* Excerpt to read
Spaces:

APGASU
/

VibeToken

Running on Zero

File size: 9,154 Bytes

7bef20f

#!/usr/bin/env python3
"""Batch inference example for VibeToken.

Demonstrates how to process multiple images efficiently in batches.

Usage:
    # Auto mode (recommended)
    python examples/batch_inference.py --auto \
        --config configs/vibetoken_ll.yaml \
        --checkpoint path/to/checkpoint.bin \
        --input_dir path/to/images/ \
        --output_dir path/to/output/ \
        --batch_size 4

    # Manual mode
    python examples/batch_inference.py \
        --config configs/vibetoken_ll.yaml \
        --checkpoint path/to/checkpoint.bin \
        --input_dir path/to/images/ \
        --output_dir path/to/output/ \
        --batch_size 4 \
        --resolution 512 \
        --encoder_patch_size 16,32 \
        --decoder_patch_size 16
"""

import argparse
import time
from pathlib import Path

import torch
from PIL import Image
import numpy as np

import sys
sys.path.insert(0, str(Path(__file__).parent.parent))

from vibetoken import VibeTokenTokenizer, auto_preprocess_image, center_crop_to_multiple


def parse_patch_size(value):
    """Parse patch size from string. Supports single int or tuple (e.g., '16' or '16,32')."""
    if value is None:
        return None
    if ',' in value:
        parts = value.split(',')
        return (int(parts[0]), int(parts[1]))
    return int(value)


def load_and_preprocess_image(path: Path, target_size: tuple = None, auto_mode: bool = False) -> tuple:
    """Load and preprocess image.
    
    Args:
        path: Path to image
        target_size: Optional target size (width, height) for resizing
        auto_mode: If True, use auto_preprocess_image for cropping
        
    Returns:
        image: numpy array
        patch_size: auto-determined patch size (if auto_mode) or None
    """
    img = Image.open(path).convert("RGB")
    
    if auto_mode:
        # Use centralized auto_preprocess_image
        img, patch_size, info = auto_preprocess_image(img, verbose=False)
        return np.array(img), patch_size, info
    else:
        if target_size:
            img = img.resize(target_size, Image.LANCZOS)
        # Always center crop to ensure dimensions divisible by 32
        img = center_crop_to_multiple(img, multiple=32)
        return np.array(img), None, None


def main():
    parser = argparse.ArgumentParser(description="VibeToken batch inference example")

* Problem set
**A)** In the VibeToken batch inference script, what multiple does the manual path always center crop image dimensions to?
**B)** Summarize the VibeToken batch inference script in two sentences.
**C)** List every command-line option used in the manual mode usage example in the VibeToken batch inference script.

* Supplied entries
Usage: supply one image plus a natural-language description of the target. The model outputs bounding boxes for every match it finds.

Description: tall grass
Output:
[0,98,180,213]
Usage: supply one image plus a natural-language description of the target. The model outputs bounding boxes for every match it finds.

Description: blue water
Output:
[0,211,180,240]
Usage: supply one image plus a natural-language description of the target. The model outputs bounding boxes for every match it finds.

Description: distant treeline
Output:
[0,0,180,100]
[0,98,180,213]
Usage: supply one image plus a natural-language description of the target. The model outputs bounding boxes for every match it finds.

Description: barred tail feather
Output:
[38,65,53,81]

* Answers for the tasks
**A)** 32

**B)** The script is a batch inference example for VibeToken that processes multiple images efficiently in batches. It can run in a recommended auto mode or in a manual mode with explicit resolution and patch sizes, and its helpers parse a patch size given as one integer or a comma-separated pair and load each image as RGB, either auto-preprocessing it or optionally resizing it and center cropping it to dimensions divisible by 32.

**C)** --config, --checkpoint, --input_dir, --output_dir, --batch_size, --resolution, --encoder_patch_size, --decoder_patch_size